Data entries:
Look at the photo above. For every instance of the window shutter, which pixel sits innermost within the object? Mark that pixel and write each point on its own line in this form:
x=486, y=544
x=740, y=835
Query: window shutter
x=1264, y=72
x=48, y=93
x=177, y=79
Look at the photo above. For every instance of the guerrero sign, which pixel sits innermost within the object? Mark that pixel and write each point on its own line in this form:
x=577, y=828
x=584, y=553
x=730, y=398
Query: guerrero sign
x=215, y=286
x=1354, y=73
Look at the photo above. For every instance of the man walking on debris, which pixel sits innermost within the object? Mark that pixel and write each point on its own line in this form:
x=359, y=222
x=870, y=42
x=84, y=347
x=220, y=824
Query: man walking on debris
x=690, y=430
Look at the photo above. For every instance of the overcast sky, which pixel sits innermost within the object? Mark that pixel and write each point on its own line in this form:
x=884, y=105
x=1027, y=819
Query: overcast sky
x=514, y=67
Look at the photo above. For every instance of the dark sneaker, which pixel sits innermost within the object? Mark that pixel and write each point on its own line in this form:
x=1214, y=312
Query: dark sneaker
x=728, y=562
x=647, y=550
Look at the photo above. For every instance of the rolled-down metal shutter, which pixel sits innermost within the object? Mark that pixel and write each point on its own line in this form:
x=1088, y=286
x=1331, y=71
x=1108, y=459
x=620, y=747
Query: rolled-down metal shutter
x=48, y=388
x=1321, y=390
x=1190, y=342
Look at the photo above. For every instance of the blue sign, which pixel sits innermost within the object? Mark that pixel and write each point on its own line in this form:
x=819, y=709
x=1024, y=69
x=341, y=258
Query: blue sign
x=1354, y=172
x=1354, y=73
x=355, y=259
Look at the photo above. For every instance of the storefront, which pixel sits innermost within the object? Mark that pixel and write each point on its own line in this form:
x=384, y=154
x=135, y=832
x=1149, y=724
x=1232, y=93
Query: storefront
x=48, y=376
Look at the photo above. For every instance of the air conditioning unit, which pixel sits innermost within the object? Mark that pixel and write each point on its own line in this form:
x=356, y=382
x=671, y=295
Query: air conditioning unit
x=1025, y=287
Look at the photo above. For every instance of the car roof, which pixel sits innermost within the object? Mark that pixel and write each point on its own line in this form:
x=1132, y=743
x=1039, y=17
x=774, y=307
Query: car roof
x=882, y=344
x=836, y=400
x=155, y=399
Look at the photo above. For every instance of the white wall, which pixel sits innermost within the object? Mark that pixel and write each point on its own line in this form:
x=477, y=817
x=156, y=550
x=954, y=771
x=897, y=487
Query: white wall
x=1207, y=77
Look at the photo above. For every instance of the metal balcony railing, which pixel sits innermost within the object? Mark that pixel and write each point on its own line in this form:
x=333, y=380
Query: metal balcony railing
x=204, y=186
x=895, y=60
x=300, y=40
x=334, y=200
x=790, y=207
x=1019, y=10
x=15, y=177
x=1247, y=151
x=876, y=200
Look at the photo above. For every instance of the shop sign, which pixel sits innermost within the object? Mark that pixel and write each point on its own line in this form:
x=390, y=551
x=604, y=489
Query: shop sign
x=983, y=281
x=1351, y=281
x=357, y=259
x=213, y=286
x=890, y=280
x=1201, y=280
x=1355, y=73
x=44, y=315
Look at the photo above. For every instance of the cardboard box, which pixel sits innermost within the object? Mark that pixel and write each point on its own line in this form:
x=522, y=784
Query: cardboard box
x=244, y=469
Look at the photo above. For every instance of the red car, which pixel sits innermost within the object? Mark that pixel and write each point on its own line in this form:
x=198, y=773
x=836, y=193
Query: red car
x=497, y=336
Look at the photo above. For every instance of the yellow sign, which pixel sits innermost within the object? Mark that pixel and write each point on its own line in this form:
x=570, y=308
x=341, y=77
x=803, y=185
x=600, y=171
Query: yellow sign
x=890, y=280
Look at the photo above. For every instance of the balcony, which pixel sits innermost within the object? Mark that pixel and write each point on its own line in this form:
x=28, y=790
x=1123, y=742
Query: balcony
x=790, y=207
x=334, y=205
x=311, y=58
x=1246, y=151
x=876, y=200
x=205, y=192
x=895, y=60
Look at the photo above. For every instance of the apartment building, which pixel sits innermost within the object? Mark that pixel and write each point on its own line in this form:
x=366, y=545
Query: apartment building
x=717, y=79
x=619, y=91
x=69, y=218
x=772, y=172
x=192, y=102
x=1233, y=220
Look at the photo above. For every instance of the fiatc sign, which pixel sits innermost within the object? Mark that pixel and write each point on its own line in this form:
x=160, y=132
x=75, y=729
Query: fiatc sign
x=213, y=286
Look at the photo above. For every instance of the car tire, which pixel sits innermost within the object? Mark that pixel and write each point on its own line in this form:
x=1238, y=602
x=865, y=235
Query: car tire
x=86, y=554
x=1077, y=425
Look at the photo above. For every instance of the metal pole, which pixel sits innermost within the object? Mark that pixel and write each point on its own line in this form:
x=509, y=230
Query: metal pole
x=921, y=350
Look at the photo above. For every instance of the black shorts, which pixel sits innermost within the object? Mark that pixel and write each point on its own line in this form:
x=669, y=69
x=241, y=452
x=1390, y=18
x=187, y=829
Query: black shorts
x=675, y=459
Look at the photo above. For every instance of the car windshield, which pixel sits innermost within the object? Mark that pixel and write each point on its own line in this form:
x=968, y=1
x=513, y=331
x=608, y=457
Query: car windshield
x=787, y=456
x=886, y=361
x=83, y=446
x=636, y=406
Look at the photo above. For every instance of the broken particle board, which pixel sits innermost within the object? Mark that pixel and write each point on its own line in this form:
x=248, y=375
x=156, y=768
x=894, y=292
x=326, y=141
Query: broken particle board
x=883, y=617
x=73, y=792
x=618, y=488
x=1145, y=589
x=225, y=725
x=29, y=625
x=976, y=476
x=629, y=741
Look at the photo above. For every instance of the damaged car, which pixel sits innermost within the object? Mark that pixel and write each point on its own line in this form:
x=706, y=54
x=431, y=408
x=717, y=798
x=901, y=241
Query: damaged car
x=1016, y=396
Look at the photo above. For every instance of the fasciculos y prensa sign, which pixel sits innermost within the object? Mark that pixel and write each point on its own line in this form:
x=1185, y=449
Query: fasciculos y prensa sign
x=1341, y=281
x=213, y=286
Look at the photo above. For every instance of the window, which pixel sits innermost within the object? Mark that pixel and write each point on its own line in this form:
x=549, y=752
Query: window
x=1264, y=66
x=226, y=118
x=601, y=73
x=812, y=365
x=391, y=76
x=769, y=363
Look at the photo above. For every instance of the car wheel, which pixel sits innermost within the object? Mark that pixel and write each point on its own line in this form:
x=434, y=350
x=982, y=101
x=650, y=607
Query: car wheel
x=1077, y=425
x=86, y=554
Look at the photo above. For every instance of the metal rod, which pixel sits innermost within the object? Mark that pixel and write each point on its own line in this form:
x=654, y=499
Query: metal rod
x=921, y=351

- **Exercise**
Write all the records out again. Nothing may differ from the original.

- **Expected output**
Look at the photo above. For every instance of the window shutter, which pixel sits innermost within the object? Mark that pixel and write each point on its own line in this form:
x=486, y=544
x=740, y=835
Query: window shutter
x=1264, y=72
x=48, y=93
x=177, y=79
Look at the photo above. For every instance of the guerrero sign, which pixel sits innermost within the object? Mark that pixel and write each point on its own line in this form:
x=577, y=828
x=584, y=553
x=730, y=398
Query: guerrero sign
x=215, y=286
x=1354, y=73
Look at the photo above. For every instance of the man walking on debris, which pixel sits innermost within the object? Mark that pixel and write each point on its own line in this form:
x=359, y=222
x=870, y=42
x=84, y=347
x=220, y=824
Query: man walking on debris
x=690, y=430
Look at the photo above. For every instance of the overcast sky, which pixel sits innermost within the object? Mark that pixel and write each point on its own line in this form:
x=884, y=105
x=1027, y=819
Query: overcast sky
x=514, y=67
Look at the photo above. For every instance of the dark sneaker, which pixel sits innermost within the object? Mark that pixel and write each point on its own line in this form:
x=1214, y=312
Query: dark sneaker
x=728, y=562
x=647, y=550
Look at the photo above. For every instance of the rolled-down metal shutter, which pixel sits innermost within the object? Mark that pixel and write each point on its own line in this form:
x=1088, y=286
x=1331, y=71
x=1108, y=459
x=620, y=747
Query: rolled-down metal shutter
x=48, y=388
x=1321, y=390
x=1190, y=342
Look at the photo above. For every instance of the blue sign, which pixel sits innermost within the object? Mark that pixel and write each point on its own line in this form:
x=819, y=709
x=1024, y=69
x=341, y=258
Query: blue sign
x=1354, y=172
x=1354, y=73
x=355, y=259
Look at the photo above. For every instance of the storefront, which pixel sits innermost within the object? Mark that pixel and write each point on its own line in this form:
x=384, y=154
x=135, y=832
x=1149, y=724
x=1232, y=93
Query: storefront
x=48, y=376
Look at the photo above. For every instance of the air conditioning unit, which pixel sits innermost within the object? Mark that pixel and write each point on its own line in this form:
x=356, y=382
x=671, y=295
Query: air conditioning unit
x=1025, y=287
Look at the photo above. For every instance of the car roof, which pixel sits innermost within the object? Mark that pixel and write each point on its own line in this form:
x=1132, y=743
x=1039, y=17
x=774, y=307
Query: car roof
x=882, y=344
x=836, y=400
x=155, y=399
Look at the photo above. For every instance of the white wall, which pixel sits innermost within the object? Mark that pixel and write each point on its own line in this form:
x=477, y=817
x=156, y=550
x=954, y=771
x=897, y=487
Query: white wall
x=1207, y=77
Look at the photo above. For every instance of the metal balcony railing, which pixel sits innermost within the object? Mark that pixel and write each point on its own line in this form:
x=333, y=380
Query: metal balcony railing
x=204, y=186
x=895, y=60
x=300, y=40
x=334, y=200
x=790, y=207
x=1019, y=10
x=15, y=177
x=1247, y=151
x=876, y=200
Look at the photo above. For every instance of the shop sign, which pixel sits innermost within the object? Mark that pixel and write each point on its own line in this form:
x=390, y=551
x=604, y=489
Query: shop sign
x=983, y=281
x=1351, y=281
x=357, y=259
x=213, y=286
x=890, y=280
x=1201, y=280
x=1355, y=73
x=44, y=315
Look at the photo above. For every instance of the cardboard box, which pixel sits innermost within the object? Mark that pixel and write each point on its own line in this form:
x=522, y=784
Query: cardboard box
x=244, y=469
Look at the photo above. For every instance of the red car, which pixel sits innermost within the object? Mark that pixel and write each point on its own line in this form:
x=198, y=773
x=836, y=193
Query: red car
x=497, y=336
Look at the photo above. For every instance of the yellow sign, which pixel sits innermost within the object? Mark that pixel and write each point on its own line in this form:
x=570, y=308
x=341, y=77
x=803, y=185
x=600, y=171
Query: yellow sign
x=890, y=280
Look at the photo above. For every instance of the balcony, which pixel sits innermost within the object? Mark that pixel and write each point on its own line in this form:
x=28, y=790
x=1123, y=742
Query: balcony
x=790, y=207
x=334, y=205
x=311, y=58
x=1246, y=151
x=876, y=200
x=205, y=192
x=895, y=60
Look at the photo above. For every instance of the apartment building, which pixel sits innermost within the object? Mark that pixel and write each point on its own line in this form:
x=366, y=545
Query: apartment building
x=717, y=79
x=619, y=91
x=69, y=218
x=772, y=172
x=192, y=102
x=1233, y=220
Look at the photo above. For every instance of the fiatc sign, which pixel sits innermost within the object? Mark that pixel and write each point on its own line in this form:
x=160, y=132
x=75, y=729
Query: fiatc sign
x=213, y=286
Look at the photo above. For every instance of the car tire, which pixel sits innermost within the object? Mark that pixel and write each point on its own line in this form:
x=1238, y=602
x=865, y=235
Query: car tire
x=86, y=554
x=1077, y=425
Look at the photo above. For every instance of the metal pole, which pixel sits innermost within the object? Mark that pixel and write each point on its own line in this form:
x=509, y=230
Query: metal pole
x=921, y=350
Look at the photo above. For every instance of the black shorts, which pixel sits innermost within the object? Mark that pixel and write each point on its own line in this form:
x=669, y=69
x=241, y=452
x=1390, y=18
x=187, y=829
Query: black shorts
x=675, y=459
Look at the photo above. For every instance of the car windshield, which pixel sits innermost within the object? Mark that pixel and write each point on its own line in this form:
x=968, y=1
x=513, y=331
x=608, y=457
Query: car windshield
x=787, y=456
x=886, y=361
x=83, y=446
x=636, y=406
Look at the photo above. For every instance of the broken particle board, which pixel sits innermost within the object? Mark that pixel and write each point on its own line in this form:
x=248, y=375
x=156, y=768
x=894, y=292
x=326, y=141
Query: broken particle board
x=883, y=617
x=73, y=792
x=618, y=488
x=1145, y=589
x=225, y=725
x=29, y=625
x=976, y=476
x=629, y=741
Look at the photo above. For every instance of the damaged car, which pixel sits innermost within the object? Mark that pixel and write each point on its own line in this form:
x=706, y=54
x=431, y=408
x=717, y=798
x=901, y=241
Query: damaged car
x=1016, y=396
Look at the photo above. For every instance of the fasciculos y prensa sign, which pixel sits innermost within the object? Mark that pixel and write each point on its own line in this form:
x=1185, y=449
Query: fasciculos y prensa sign
x=1341, y=281
x=213, y=286
Look at the photo above. For every instance of the window, which pixel sits innermost within the object? Mark that pixel and write each point on its own line in this form:
x=549, y=752
Query: window
x=1264, y=66
x=226, y=118
x=601, y=73
x=812, y=365
x=391, y=76
x=769, y=363
Look at the photo above. For every instance of the car wheel, which pixel sits innermost within the object? Mark that pixel and write each point on its own line in this form:
x=434, y=350
x=982, y=101
x=650, y=607
Query: car wheel
x=1077, y=425
x=86, y=554
Look at the photo above. For every instance of the metal rod, which pixel sits innermost within the object? Mark that pixel and write each point on its own line in this form:
x=654, y=499
Query: metal rod
x=921, y=351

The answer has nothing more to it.